▶ [WORK ITEM]: Return all the entries below exactly, except for the images they hold.

(Referring expression data)
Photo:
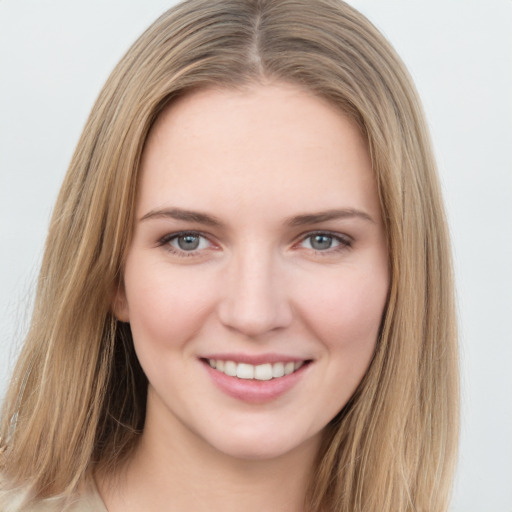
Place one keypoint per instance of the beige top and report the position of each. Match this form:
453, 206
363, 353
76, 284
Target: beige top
88, 500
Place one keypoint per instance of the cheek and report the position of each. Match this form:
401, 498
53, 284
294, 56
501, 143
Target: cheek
347, 312
166, 308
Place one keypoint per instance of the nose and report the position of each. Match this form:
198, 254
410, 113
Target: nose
255, 298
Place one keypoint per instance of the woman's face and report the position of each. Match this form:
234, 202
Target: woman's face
257, 276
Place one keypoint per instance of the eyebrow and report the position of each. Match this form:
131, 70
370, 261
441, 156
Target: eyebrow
179, 214
298, 220
316, 218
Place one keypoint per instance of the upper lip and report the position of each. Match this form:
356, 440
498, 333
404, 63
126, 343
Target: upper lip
255, 359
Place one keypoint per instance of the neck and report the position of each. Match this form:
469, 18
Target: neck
173, 469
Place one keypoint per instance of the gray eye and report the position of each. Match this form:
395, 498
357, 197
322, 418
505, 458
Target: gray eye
188, 242
321, 242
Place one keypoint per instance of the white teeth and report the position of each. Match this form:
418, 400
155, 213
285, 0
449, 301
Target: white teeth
288, 368
277, 370
245, 371
230, 368
266, 371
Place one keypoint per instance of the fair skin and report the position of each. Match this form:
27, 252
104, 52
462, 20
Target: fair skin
258, 249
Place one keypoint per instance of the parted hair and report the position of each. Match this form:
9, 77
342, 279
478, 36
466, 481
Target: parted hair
76, 402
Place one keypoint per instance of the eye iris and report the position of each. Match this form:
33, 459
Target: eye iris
321, 242
188, 242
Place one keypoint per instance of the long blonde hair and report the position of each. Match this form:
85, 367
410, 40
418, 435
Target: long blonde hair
77, 397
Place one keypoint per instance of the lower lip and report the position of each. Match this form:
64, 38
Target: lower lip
255, 391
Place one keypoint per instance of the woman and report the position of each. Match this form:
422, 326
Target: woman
246, 296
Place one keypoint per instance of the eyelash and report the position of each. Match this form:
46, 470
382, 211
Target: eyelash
344, 242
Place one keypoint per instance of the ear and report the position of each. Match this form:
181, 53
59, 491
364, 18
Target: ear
120, 304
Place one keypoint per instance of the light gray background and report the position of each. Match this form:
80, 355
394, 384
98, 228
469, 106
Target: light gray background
56, 54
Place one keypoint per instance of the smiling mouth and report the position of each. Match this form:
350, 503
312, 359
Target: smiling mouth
266, 371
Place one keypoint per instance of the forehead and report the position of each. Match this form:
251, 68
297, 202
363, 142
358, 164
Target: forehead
271, 143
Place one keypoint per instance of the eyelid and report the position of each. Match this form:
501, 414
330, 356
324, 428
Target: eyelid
165, 240
345, 241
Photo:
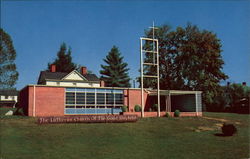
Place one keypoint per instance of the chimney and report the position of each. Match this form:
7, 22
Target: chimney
52, 68
102, 83
84, 70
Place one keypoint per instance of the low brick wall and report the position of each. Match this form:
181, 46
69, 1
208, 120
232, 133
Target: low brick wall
162, 114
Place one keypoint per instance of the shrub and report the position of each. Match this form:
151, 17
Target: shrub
124, 108
167, 115
137, 108
154, 107
228, 129
176, 113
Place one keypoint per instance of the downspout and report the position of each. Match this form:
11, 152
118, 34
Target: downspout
196, 103
34, 100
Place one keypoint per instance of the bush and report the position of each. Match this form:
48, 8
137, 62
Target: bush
176, 113
228, 129
167, 115
124, 108
137, 108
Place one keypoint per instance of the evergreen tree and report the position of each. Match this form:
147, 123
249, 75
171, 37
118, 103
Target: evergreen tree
115, 73
8, 72
63, 61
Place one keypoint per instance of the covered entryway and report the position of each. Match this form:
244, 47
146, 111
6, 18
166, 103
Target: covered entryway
171, 100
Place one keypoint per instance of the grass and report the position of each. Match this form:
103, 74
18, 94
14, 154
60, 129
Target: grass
172, 138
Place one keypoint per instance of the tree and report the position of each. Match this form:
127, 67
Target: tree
189, 60
8, 72
115, 73
63, 61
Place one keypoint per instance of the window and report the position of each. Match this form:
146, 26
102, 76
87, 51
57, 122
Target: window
118, 98
109, 98
93, 101
100, 98
70, 98
80, 98
90, 98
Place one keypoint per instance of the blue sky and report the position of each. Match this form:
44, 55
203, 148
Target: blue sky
91, 28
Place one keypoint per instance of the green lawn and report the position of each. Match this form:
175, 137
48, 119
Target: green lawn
159, 138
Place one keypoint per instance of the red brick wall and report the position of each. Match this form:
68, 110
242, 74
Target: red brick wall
162, 114
48, 101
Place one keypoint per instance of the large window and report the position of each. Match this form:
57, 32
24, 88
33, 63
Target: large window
93, 101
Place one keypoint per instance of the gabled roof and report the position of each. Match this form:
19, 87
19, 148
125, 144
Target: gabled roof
73, 75
8, 92
46, 75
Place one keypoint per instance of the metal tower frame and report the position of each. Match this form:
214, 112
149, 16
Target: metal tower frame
154, 52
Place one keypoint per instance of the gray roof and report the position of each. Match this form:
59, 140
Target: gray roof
44, 75
9, 92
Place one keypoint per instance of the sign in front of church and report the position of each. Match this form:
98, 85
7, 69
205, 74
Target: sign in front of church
89, 119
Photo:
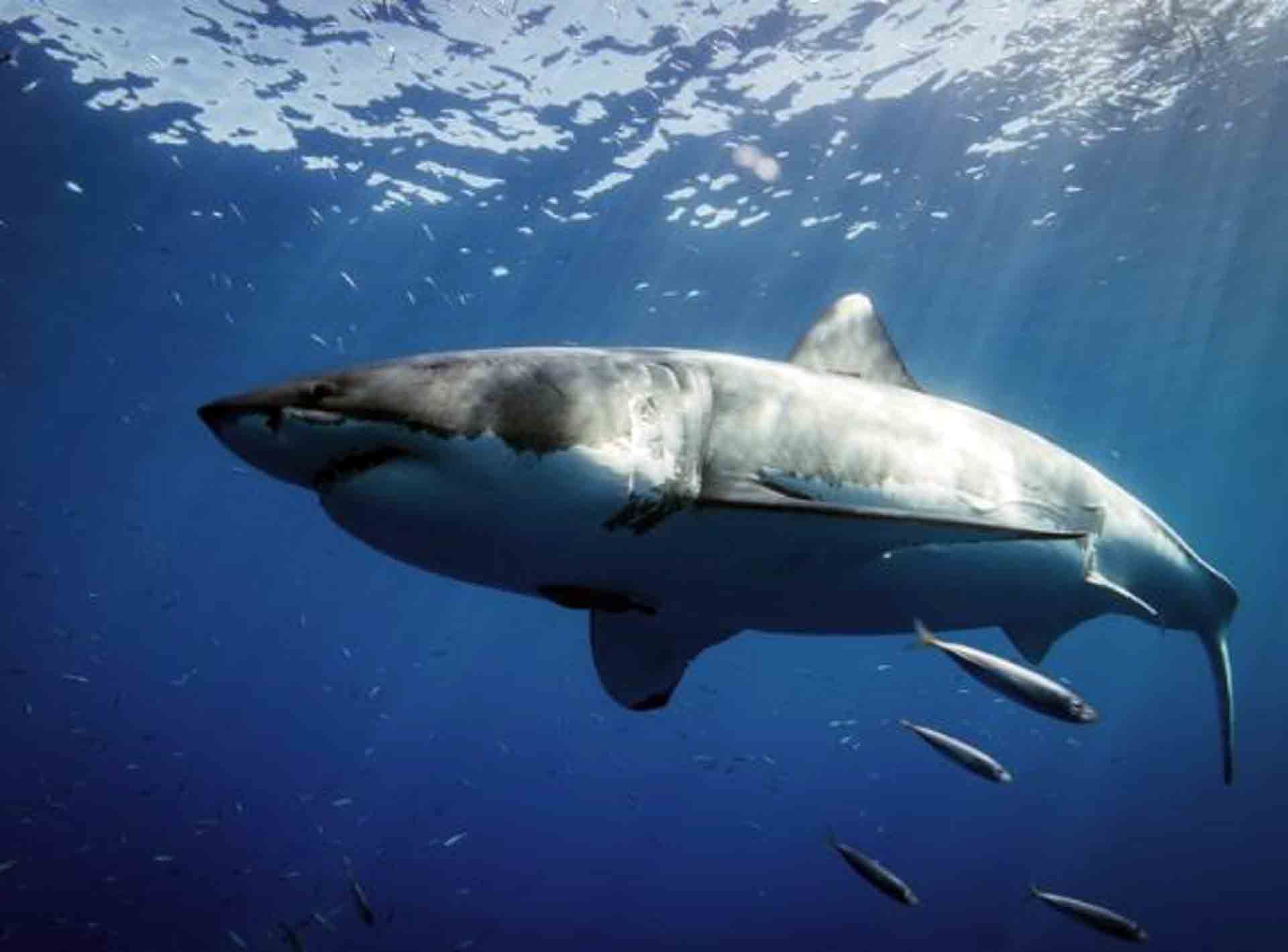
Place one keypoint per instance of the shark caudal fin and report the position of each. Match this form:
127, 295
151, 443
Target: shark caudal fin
1218, 648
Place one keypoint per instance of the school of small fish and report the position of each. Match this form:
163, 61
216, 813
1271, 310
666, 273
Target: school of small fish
1038, 694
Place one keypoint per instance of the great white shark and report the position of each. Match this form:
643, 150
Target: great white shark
682, 496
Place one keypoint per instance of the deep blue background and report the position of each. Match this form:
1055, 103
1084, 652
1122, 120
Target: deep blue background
248, 664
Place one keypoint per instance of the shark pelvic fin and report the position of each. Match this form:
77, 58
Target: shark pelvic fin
849, 338
641, 659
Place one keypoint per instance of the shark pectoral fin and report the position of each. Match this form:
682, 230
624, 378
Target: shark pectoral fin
1219, 657
851, 338
641, 659
892, 527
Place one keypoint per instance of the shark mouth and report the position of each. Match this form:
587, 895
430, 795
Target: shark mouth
356, 464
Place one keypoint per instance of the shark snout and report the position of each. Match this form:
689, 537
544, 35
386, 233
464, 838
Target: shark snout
292, 435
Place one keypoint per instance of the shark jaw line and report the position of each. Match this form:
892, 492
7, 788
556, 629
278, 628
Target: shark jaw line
356, 464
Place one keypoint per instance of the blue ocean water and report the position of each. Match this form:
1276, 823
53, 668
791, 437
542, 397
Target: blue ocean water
218, 708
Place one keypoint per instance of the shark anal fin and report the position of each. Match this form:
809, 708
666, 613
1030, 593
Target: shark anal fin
599, 599
1219, 657
1033, 639
641, 659
1130, 602
851, 338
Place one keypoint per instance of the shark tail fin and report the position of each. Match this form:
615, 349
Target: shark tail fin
1218, 648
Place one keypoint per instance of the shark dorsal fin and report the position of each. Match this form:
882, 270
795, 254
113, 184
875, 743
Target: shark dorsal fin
849, 338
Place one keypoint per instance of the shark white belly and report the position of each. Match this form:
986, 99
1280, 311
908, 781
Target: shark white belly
683, 496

▶ [ANSWER TO THIS TASK]:
Photo:
Place one keypoint per instance of the beige top and report the position of each. Match this form:
453, 206
363, 353
76, 284
Target: beige top
88, 500
Place one keypoint per instance of the cheek and report the position of each. Match this form:
401, 498
53, 284
294, 56
501, 143
Target: cheek
347, 312
166, 308
Place one keypoint per instance of the nose and report the position of each. Match this form:
198, 254
410, 113
Target: nose
255, 298
Place one keypoint per instance of the woman's face and report the position of each. Match this form:
234, 202
Target: woman's face
257, 276
Place one keypoint per instance of the eyebrow and report the position of each. Match this form:
131, 70
370, 261
441, 156
Target: eyebrow
179, 214
298, 220
316, 218
Place one keypoint per instance of the upper lip and report the position of each. Match this form:
356, 440
498, 333
404, 63
126, 343
Target: upper lip
255, 359
Place one keypoint per instance of the neck and report the position of each. Match this form:
469, 18
Target: neck
173, 469
Place one keypoint per instance of the gray eye and report the position of each. Match this form:
395, 498
357, 197
322, 418
505, 458
Target: gray eye
188, 242
321, 242
Place one keypoint per instance of the white teeth and report the position of each. Match this form:
418, 400
155, 213
285, 0
449, 301
Target: white teeth
288, 368
277, 370
245, 371
230, 368
266, 371
Place one keypoint per instance of the fair skin and report the position of each. Match this form:
27, 252
104, 52
462, 20
Target: fair skin
258, 249
Place one keypoint per instance of the parted hair and report the position of each. Match this form:
9, 77
342, 279
478, 36
466, 481
Target: parted hair
76, 402
Place one keypoint per instance of the eye iris and report the position of each. Match this form:
33, 459
Target: eye iris
321, 242
188, 242
Place one keypoint per instance of the long blonde hair and report the position of each. Match this form:
85, 367
410, 40
418, 435
Target: long blonde hair
77, 397
Place one keypoint per instance of the lower lip and report the position of each. Match this form:
64, 38
Target: lower lip
255, 391
Place one keypoint per instance of the woman and report the position of each. Match this form:
422, 326
Target: woman
246, 296
Place one keypoint per instance of the eyelash and report the position of each. Match this form:
46, 470
382, 211
Target: eyelash
344, 242
Place one keypoint per instance of the ear and report the position of each. Match this form:
181, 53
59, 491
364, 18
Target: ear
120, 304
Place one keypoint per instance of the light gray background and report the position of each. Match this form:
80, 355
394, 384
98, 228
469, 106
Target: light gray background
56, 54
Place one keypoint per instance of the smiling mouth and report the position of each. Match this form:
350, 503
312, 359
Target: smiling mouth
266, 371
Place one keypoint per instance of the forehead and report the position of each. Match this form:
251, 68
297, 202
363, 142
358, 164
Target: forehead
271, 143
Place one keypoint per instance of the eyelid and report the position of each. Match this form:
501, 414
330, 356
324, 428
Target: eyelid
165, 240
345, 241
Photo:
Place one keypoint per instance of the chimney and report the position of each. Match this form:
7, 22
Target: chimney
52, 68
102, 83
84, 70
Place one keypoint per instance of the low brick wall and report the position of each. Match this form:
181, 46
69, 1
208, 120
232, 133
Target: low brick wall
162, 114
Place one keypoint per instance of the shrub and report the position of each. Match this form:
151, 17
Target: shrub
124, 108
167, 115
137, 108
154, 107
228, 129
176, 113
Place one keypoint per instance of the downspout and report the position of each. Match this form:
11, 152
118, 34
Target: downspout
196, 103
34, 100
Place one keypoint per instance of the bush and report the position of each. Match this form:
48, 8
137, 62
Target: bush
176, 113
228, 129
167, 115
124, 108
137, 108
Place one keypoint per instance of the evergreen tree and report the position of each. Match this form:
147, 123
249, 75
171, 37
118, 103
Target: evergreen tree
115, 73
8, 72
63, 61
Place one keypoint per instance of the covered entryway and report the position of each. Match this form:
244, 47
146, 111
6, 18
166, 103
Target: covered entryway
171, 100
Place one keypoint per instance of the grass and report the position of each. Match this form:
103, 74
18, 94
14, 154
60, 129
Target: grass
172, 138
Place one keypoint per instance of the tree and report the position of each. Match this form:
127, 67
Target: tree
189, 60
8, 72
115, 73
63, 61
Place one keypoint per instance of the window and report the position of each. Match this form:
146, 26
102, 76
87, 51
57, 122
Target: window
118, 98
109, 98
93, 101
100, 98
70, 98
80, 98
90, 98
Place one keypoint per instance of the blue sky and report the position of each. Match this form:
44, 55
203, 148
Target: blue sky
91, 28
Place one keypoint per instance of the green lawn and report the position of each. Match this form:
175, 137
48, 119
Target: green lawn
159, 138
Place one keypoint per instance of the red brick wall and report the position of each. Match this form:
68, 110
242, 74
Target: red brick wall
162, 114
48, 101
Place one keypoint per instance of the large window and report the position of each. Match this form:
57, 32
24, 88
33, 63
Target: large window
93, 101
Place one keypoint per instance of the gabled roof and report the position of each. Match this form:
19, 87
19, 148
125, 144
Target: gabled roof
73, 75
8, 92
46, 75
Place one keypoint per instance of the metal tower frame and report the position of each. Match this form:
214, 112
149, 16
Target: metal tower frame
154, 52
Place one keypoint per instance of the gray roof and report the position of each. Match this form:
59, 140
Target: gray roof
44, 75
9, 92
Place one keypoint per instance of the sign in front of church and report the position of each. Match this form:
98, 85
7, 69
205, 74
Target: sign in front of church
89, 119
Photo:
Place one keypoint per instance of the shark caudal fin and report the position of each. Match this form:
127, 295
151, 443
Target: shark caudal fin
1218, 648
Place one keypoint per instance of the school of small fish and report the position of each. Match this form:
163, 61
216, 813
1271, 310
666, 273
Target: school of small fish
1038, 694
Place one keypoint per instance of the great white shark and report the position of each. Match this form:
643, 150
Target: great white shark
682, 496
Place one keypoint per instance of the deep blue background and report the position of each. Match this form:
1055, 103
1084, 652
1122, 120
Target: deep blue background
248, 664
Place one keypoint per instance of the shark pelvic fin and report the position of each. Match this form:
77, 58
Target: shark pelvic fin
849, 338
641, 659
Place one keypoint per instance of the shark pectoral fin and report the position of each. Match this form:
682, 230
624, 378
Target: shark pectoral fin
1219, 657
851, 338
641, 659
892, 527
Place one keypoint per instance of the shark mouth and report the position of each. Match this form:
587, 895
430, 795
Target: shark mouth
356, 464
Place one keypoint per instance of the shark snout and report the position of each. Match this form:
689, 537
544, 35
386, 233
464, 838
Target: shark snout
292, 435
Place one keypoint per instance of the shark jaw line and report the position of each. Match this form:
892, 492
7, 788
556, 629
278, 628
Target: shark jaw line
356, 464
Place one keypoint per instance of the blue ocean water and report the position of each. Match this form:
1276, 823
53, 668
791, 437
542, 397
Target: blue ocean water
218, 708
Place one keypoint per instance of the shark anal fin and report the position of each. Match this form:
809, 708
666, 613
1030, 593
Target: shark anal fin
599, 599
1219, 657
1033, 639
641, 659
1130, 602
851, 338
Place one keypoint per instance of the shark tail fin and report the position of each. Match this form:
615, 349
Target: shark tail fin
1218, 648
Place one keypoint per instance of the shark dorsal fin and report the position of each. Match this form:
882, 270
795, 254
113, 184
875, 743
Target: shark dorsal fin
849, 338
Place one keypoint per instance of the shark white belly and report the position of each. Match this form:
986, 99
1280, 311
908, 781
Target: shark white belly
683, 496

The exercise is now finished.